§ **Goal**:
Put the lines from the one containing "Place one point per instance of the wet" through the end of the items into a JSON list of strings, with one string per line and blank lines omitted.

Records for identifying positions
— Start —

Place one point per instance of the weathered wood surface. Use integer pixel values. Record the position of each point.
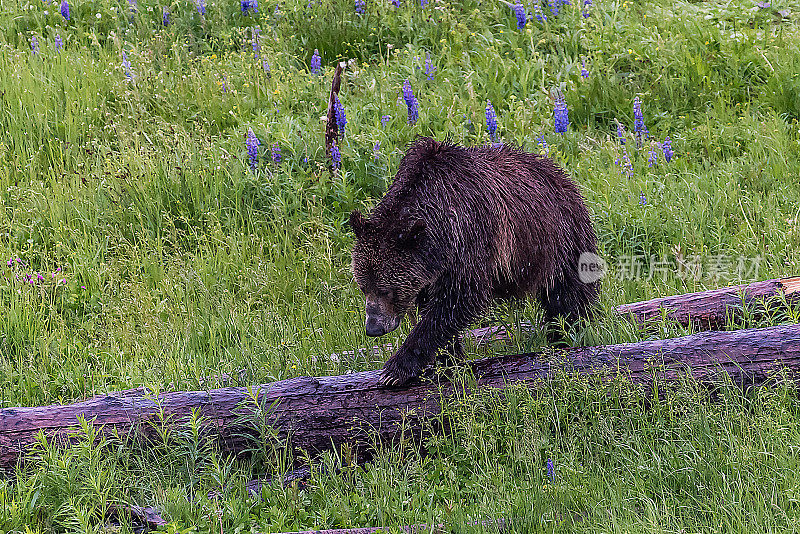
(707, 310)
(319, 413)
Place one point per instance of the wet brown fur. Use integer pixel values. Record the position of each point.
(460, 227)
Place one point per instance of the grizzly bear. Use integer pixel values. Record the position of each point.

— End —

§ **Output of the task**:
[
  "Place one point per instance of the wet brown fur. Use integer pixel values. Record the position of each point.",
  "(460, 227)",
  "Place one point per instance of the grizzly bear. Use integer pixel values. Record the position of each point."
]